### EXERCISE PROMPT
Copy out the lines below that hold the word "target".

### MATERIAL SUPPLIED
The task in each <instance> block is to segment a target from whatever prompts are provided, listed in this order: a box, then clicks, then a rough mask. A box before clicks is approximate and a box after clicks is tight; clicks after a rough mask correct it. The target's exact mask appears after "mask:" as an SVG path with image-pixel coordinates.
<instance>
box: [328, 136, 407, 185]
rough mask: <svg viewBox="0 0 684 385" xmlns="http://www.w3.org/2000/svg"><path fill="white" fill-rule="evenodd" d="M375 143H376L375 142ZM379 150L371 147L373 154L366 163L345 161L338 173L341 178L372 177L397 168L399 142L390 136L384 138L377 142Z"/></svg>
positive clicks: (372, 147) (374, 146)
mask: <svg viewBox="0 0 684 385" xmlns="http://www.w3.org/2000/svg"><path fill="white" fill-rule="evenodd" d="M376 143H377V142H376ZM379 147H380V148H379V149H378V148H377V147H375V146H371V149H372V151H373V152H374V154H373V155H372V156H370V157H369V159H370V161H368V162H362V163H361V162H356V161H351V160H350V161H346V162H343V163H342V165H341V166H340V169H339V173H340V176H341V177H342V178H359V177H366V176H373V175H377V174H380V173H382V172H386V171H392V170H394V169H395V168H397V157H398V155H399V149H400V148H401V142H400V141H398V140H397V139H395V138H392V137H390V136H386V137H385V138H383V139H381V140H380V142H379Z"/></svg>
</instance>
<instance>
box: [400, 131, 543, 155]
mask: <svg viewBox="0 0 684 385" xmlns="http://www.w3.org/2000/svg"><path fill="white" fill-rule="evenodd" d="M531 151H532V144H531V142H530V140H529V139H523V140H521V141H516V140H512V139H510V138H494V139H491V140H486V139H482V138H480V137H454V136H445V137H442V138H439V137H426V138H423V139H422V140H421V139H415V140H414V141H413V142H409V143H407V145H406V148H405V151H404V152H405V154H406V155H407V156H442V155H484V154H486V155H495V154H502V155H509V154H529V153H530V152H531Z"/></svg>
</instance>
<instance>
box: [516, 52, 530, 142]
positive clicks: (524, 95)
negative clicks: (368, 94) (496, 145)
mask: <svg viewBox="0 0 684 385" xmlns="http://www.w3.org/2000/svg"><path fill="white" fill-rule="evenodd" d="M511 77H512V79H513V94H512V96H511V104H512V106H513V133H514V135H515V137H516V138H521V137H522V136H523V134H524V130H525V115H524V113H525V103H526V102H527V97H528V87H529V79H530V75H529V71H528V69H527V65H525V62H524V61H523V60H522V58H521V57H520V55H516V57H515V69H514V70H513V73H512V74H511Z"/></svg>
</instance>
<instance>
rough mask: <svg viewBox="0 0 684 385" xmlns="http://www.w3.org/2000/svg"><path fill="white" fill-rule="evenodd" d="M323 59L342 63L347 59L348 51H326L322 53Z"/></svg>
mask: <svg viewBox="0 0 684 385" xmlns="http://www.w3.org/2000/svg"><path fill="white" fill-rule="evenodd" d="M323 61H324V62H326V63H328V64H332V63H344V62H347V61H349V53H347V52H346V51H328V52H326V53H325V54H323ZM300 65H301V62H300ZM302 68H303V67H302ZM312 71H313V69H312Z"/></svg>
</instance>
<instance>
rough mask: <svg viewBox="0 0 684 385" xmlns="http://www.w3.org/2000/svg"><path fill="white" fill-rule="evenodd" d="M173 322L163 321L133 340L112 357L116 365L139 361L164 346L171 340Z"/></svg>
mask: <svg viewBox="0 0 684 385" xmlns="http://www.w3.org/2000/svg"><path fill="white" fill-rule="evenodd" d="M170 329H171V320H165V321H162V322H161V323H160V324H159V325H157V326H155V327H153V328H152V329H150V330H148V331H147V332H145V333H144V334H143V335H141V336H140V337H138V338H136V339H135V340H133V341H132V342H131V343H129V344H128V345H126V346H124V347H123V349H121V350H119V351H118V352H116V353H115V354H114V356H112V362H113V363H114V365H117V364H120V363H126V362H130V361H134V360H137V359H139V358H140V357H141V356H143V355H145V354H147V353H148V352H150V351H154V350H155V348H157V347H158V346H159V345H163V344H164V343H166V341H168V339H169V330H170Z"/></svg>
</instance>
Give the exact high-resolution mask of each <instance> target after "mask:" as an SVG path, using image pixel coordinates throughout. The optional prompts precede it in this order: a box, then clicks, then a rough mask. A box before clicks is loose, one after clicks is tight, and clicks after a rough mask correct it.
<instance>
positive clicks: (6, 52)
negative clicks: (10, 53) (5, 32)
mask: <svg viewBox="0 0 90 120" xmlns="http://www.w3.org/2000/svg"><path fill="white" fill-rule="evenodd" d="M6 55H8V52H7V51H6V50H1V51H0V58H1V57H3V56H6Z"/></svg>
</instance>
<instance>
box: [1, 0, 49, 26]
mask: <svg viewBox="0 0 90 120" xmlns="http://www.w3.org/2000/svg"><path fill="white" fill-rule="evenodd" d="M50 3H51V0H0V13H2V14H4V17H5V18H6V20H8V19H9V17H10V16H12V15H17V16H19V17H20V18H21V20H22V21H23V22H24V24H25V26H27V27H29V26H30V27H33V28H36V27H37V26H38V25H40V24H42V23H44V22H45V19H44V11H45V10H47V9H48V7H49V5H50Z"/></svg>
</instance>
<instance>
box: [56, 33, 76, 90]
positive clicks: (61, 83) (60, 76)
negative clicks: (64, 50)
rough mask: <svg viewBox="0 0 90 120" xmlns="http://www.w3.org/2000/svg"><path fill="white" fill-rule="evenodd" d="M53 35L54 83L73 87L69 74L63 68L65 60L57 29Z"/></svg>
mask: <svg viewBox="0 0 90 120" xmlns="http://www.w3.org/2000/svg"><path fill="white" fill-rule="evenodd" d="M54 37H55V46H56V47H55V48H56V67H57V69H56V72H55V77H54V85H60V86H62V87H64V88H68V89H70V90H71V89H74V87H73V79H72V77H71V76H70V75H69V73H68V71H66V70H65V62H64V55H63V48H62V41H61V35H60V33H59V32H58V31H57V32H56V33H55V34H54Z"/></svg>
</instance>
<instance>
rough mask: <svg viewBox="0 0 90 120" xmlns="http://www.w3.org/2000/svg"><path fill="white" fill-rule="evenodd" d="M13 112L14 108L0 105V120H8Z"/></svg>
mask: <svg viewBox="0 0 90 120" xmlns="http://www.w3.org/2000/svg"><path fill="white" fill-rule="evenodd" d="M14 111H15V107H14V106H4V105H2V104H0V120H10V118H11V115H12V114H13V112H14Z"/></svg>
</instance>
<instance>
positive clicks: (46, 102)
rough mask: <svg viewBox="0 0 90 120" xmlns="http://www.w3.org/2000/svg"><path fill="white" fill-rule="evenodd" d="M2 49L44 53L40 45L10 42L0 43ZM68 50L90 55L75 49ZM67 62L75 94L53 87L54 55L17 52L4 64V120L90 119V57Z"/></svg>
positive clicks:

### COMPLETED TASK
The task in each <instance> block is to segment a target from whatever prompts are provided, listed in this order: a box, then clicks, then a rough mask. A box before clicks is approximate and a box after clicks is tight; clicks after a rough mask correct it. The target's exact mask appears after "mask:" as an SVG path with image-pixel coordinates.
Give the exact high-resolution mask of each <instance> target after "mask:" as an SVG path, using image pixel coordinates throughout. The optional prompts precede it in this order: a box, then clicks, then a rough mask. A box before clicks is loose, one after clicks is tight, and clicks after a rough mask correct it.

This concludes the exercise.